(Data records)
>>>

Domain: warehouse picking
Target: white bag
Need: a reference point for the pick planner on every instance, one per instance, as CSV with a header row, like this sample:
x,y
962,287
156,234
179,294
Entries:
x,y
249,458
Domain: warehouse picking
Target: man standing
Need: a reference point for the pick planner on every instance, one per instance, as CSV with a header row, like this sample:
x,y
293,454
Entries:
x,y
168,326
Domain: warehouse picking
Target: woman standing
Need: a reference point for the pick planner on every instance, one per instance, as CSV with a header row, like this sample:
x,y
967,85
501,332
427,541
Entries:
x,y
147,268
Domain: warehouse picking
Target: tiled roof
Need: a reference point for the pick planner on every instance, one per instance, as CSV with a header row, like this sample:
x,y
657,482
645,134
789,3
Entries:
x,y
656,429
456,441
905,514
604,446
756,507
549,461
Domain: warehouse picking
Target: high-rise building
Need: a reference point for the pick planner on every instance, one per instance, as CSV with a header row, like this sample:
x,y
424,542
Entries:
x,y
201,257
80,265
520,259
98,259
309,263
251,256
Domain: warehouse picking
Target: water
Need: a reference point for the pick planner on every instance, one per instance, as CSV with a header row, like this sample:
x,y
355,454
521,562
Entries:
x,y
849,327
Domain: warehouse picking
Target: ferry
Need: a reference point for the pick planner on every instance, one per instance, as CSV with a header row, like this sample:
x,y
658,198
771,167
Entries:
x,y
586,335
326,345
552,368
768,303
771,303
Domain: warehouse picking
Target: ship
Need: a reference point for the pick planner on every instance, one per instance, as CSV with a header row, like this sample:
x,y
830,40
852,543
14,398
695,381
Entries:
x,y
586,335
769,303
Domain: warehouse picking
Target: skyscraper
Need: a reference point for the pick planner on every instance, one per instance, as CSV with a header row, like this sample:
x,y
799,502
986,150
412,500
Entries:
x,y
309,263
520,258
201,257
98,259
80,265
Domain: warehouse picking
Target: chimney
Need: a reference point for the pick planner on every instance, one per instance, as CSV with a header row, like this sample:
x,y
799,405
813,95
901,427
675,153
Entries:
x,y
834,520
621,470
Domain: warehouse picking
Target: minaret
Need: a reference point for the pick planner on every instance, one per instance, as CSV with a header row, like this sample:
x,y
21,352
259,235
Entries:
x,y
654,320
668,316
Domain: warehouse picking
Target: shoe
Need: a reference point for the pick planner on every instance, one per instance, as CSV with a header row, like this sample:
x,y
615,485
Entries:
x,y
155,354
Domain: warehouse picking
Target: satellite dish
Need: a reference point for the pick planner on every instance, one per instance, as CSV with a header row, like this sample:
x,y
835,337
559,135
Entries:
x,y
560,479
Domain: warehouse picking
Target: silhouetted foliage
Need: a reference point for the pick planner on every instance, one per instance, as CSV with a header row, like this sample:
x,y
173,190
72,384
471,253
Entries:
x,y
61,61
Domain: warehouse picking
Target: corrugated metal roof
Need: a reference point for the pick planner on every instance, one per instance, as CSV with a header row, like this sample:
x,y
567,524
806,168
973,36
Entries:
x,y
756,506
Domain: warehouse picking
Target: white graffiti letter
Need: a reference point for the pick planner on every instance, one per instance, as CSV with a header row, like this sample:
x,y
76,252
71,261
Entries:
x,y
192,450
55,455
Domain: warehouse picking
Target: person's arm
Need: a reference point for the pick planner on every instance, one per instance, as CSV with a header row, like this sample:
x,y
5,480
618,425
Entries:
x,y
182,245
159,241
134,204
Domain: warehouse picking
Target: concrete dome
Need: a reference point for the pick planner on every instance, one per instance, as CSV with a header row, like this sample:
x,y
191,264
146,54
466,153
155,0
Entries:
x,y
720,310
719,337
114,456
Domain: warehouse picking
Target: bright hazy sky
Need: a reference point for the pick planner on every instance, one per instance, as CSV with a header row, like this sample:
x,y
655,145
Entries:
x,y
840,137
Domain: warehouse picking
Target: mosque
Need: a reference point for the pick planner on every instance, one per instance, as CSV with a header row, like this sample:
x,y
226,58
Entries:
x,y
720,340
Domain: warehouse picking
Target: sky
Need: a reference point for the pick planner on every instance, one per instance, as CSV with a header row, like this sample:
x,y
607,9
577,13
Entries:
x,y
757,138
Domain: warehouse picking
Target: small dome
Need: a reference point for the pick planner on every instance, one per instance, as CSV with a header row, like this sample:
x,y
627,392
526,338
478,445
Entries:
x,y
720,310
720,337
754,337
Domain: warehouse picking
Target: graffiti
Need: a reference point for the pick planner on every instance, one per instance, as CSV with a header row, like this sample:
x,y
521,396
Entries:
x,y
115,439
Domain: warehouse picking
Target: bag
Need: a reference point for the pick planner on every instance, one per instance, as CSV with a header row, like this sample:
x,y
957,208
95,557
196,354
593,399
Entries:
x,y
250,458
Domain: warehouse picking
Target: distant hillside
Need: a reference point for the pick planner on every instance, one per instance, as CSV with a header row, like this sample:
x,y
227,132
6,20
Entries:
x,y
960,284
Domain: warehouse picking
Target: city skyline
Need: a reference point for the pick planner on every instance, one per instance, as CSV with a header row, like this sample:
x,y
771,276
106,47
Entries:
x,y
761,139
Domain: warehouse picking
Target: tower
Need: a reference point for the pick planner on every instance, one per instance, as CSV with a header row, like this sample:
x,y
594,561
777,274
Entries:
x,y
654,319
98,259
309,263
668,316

<<<

» **Directions**
Take the entries above and copy them out exactly.

» **The answer**
Domain: warehouse picking
Target: white bag
Need: a reference point for the pick planner on every instance, one per instance, as CSV with a header row, like this sample:
x,y
962,287
156,234
179,294
Entries:
x,y
249,458
Domain: warehouse picking
Target: man standing
Need: a reference point for the pick planner on every instance, one per instance, as CSV with a header row, like this sample:
x,y
293,454
Entries:
x,y
168,326
Domain: warehouse picking
Target: woman standing
Need: a reference point for the pick planner on every instance, one per instance, as CSV with a header row, like this sample:
x,y
967,85
501,332
427,541
Entries:
x,y
147,268
Domain: warehouse picking
Target: tiled roof
Need: a reference point for the pick planner on every instance, one per instance, as CSV with a header row, like this sample:
x,y
657,482
645,134
789,3
Entries:
x,y
656,429
456,441
905,514
604,446
756,507
549,461
Domain: warehouse picking
Target: high-rise building
Need: a reference point for the pick planner on every instance, one per instance, as CSV with a header row, like this sample:
x,y
424,542
Entries:
x,y
201,257
80,265
520,259
98,259
309,263
251,256
Domain: warehouse picking
Target: water
Need: a reference point for the pick planner on every instance, one per instance, as CSV with a header row, like this sample:
x,y
355,454
521,562
Entries:
x,y
849,327
Domain: warehouse picking
Target: ferry
Need: a reference point for the pick planner on every instance, one per instance, as CSV with a header row, like this sample:
x,y
658,198
771,167
Entries:
x,y
586,335
326,345
552,368
768,303
771,303
Domain: warehouse picking
Target: ship
Need: a reference point for the pick planner on every instance, one per instance, as CSV with a header row, like this sample:
x,y
830,40
852,543
14,398
695,381
Entries:
x,y
586,335
769,303
Domain: warehouse picking
Target: skyscraper
Need: a reference point for the pick planner on every instance, one per instance, as CSV with a header row, like this sample:
x,y
799,502
986,150
412,500
Entries:
x,y
309,263
520,258
201,257
98,259
80,265
Domain: warehouse picking
Target: chimney
Need: a reference point for the pick planner on every instance, one per instance, as CSV with a header row, like this sample:
x,y
799,405
813,95
901,427
675,153
Entries:
x,y
834,520
621,470
Domain: warehouse picking
Target: minaret
Need: a reference point for the pick planner on every instance, one per instance, as CSV with a header row, like this sample:
x,y
21,352
259,235
Entries:
x,y
654,320
668,316
Domain: warehouse picking
Target: shoe
Need: a reference point for the pick planner on every instance, one per instance, as CSV with a header row, like this sample:
x,y
615,485
Entries:
x,y
155,354
Domain: warehouse picking
Target: satellite dish
Need: a reference point for the pick planner on every instance, one per instance, as CSV with a header row, like this sample:
x,y
835,337
559,135
Entries:
x,y
560,479
Domain: warehouse picking
Target: silhouetted foliage
Need: a reference point for the pick planner on every instance, one per instance, as CSV with a header row, like this sample:
x,y
173,190
72,384
471,253
Entries:
x,y
61,61
Domain: warehouse picking
Target: corrugated metal roof
Need: a reference point for the pick planner on every instance, one per instance, as CSV with a header row, like this sample:
x,y
567,524
806,168
973,36
Entries:
x,y
756,506
Domain: warehouse picking
Target: white graffiti letter
Need: a reference point for the pick planner on every instance, one per instance, as CSV with a header row, like this sample:
x,y
76,252
71,261
Entries:
x,y
192,450
55,455
Domain: warehouse picking
Target: person's arm
Need: a reference point for the pick planner on every instance, one per instance, as CSV with a header row, like this sample:
x,y
5,480
618,425
Entries:
x,y
182,245
159,241
134,204
Domain: warehouse picking
Target: concrete dome
Need: a reference point for the pick planner on every instance, one per instance, as CSV with a header row, like this sample:
x,y
191,264
146,54
466,153
155,0
Entries:
x,y
720,310
719,337
114,456
Domain: warehouse picking
Target: bright hazy sky
Need: a reference point for the pick planner on every instance, one per instance, as CSV with a header row, like this sample:
x,y
655,145
Entries:
x,y
840,137
Domain: warehouse picking
Target: mosque
Need: a reference point for the pick planner on every instance, one per instance, as CSV with a header row, like this sample:
x,y
226,58
Entries:
x,y
720,340
Domain: warehouse picking
Target: sky
Need: a reference point for the pick planner on every instance, one per instance, as CSV with a header row, like this sample:
x,y
607,9
577,13
Entries:
x,y
757,138
Domain: warehouse picking
Target: small dome
Need: a reference point for the pick planner on every instance, one per instance, as CSV with a header row, like this sample:
x,y
627,392
526,338
478,445
Entries:
x,y
720,310
720,337
754,337
Domain: warehouse picking
Target: graffiti
Need: a reference point for the pick planner on every instance, one per instance, as CSV with a header row, like this sample:
x,y
521,396
Entries:
x,y
115,439
Domain: warehouse picking
Target: bag
Need: a reference point for the pick planner on every instance, one per instance, as CSV with a header row, like this sample:
x,y
957,208
95,557
196,354
593,399
Entries:
x,y
250,458
Domain: warehouse picking
Target: distant hillside
Need: a reference point for the pick planner on every instance, one per instance, as CSV with a header row, like this sample:
x,y
227,132
6,20
Entries:
x,y
960,284
Domain: warehouse picking
Target: city skyline
Need: a reference point for the pick planner on every instance, one per instance, as CSV with a header row, like this sample:
x,y
771,276
106,47
Entries:
x,y
761,139
Domain: warehouse picking
Target: tower
Need: a reference point for the pick planner on every instance, one per instance, as CSV with a header row, like this sample:
x,y
594,561
777,274
Entries:
x,y
654,319
98,259
309,263
668,316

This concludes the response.